- _EXTRACT PROVIDED_
◇ ◇ ◇ ◇ ◇ ◇ ◇

Try varying kl_weight from 0.01 to 1.0. Low values give good reconstruction but poor generation (latent space has gaps). High values give smooth latent space but blurry reconstructions. This is the fundamental VAE tradeoff — balancing fidelity with generative quality.

VAE KL annealing beta-VAE

5. The Adversarial Game: GAN Fundamentals

Generative Adversarial Networks (GANs) take a completely different approach to generation. Instead of learning a reconstruction objective, two networks compete in a minimax game:

Generator (G): Takes random noise and transforms it into fake data that looks real
Discriminator (D): Tries to distinguish real data from the generator’s fakes

The mathematical formulation of this adversarial game is:

$$\min_G \max_D \; \mathbb{E}_{x \sim p_{data}}[\log D(x)] + \mathbb{E}_{z \sim p_z}[\log(1 - D(G(z)))]$$

At Nash equilibrium, the generator produces data indistinguishable from real data, and the discriminator outputs 0.5 for everything (it cannot tell the difference).

◇ ◇ ◇ ◇ ◇ ◇ ◇

- _RECORDED INFORMATION_
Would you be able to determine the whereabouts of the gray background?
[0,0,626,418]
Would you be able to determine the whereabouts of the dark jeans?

◇ ◇ ◇ ◇ ◇ ◇ ◇

- _CHALLENGE A_
In the generative models extract, take the part between "The mathematical formulation" and "tell the difference).", inclusive, and swap "Nash equilibrium" for "the optimum".
- _CHALLENGE B_
Turn the paragraph of the generative models extract that begins "Try varying kl_weight" into a short bulleted list that keeps its main facts.
- _CHALLENGE C_
According to the generative models extract, what does the discriminator output at Nash equilibrium?
Nothing in the listing matters for this work.

- _RIGHT ANSWER A_
The mathematical formulation of this adversarial game is:

$$\min_G \max_D \; \mathbb{E}_{x \sim p_{data}}[\log D(x)] + \mathbb{E}_{z \sim p_z}[\log(1 - D(G(z)))]$$

At the optimum, the generator produces data indistinguishable from real data, and the discriminator outputs 0.5 for everything (it cannot tell the difference).

- _RIGHT ANSWER B_
- Vary kl_weight from 0.01 to 1.0.
- Low values give good reconstruction but poor generation, since the latent space has gaps.
- High values give a smooth latent space but blurry reconstructions.
- This is the fundamental VAE tradeoff between fidelity and generative quality.

- _RIGHT ANSWER C_
It outputs 0.5 for everything.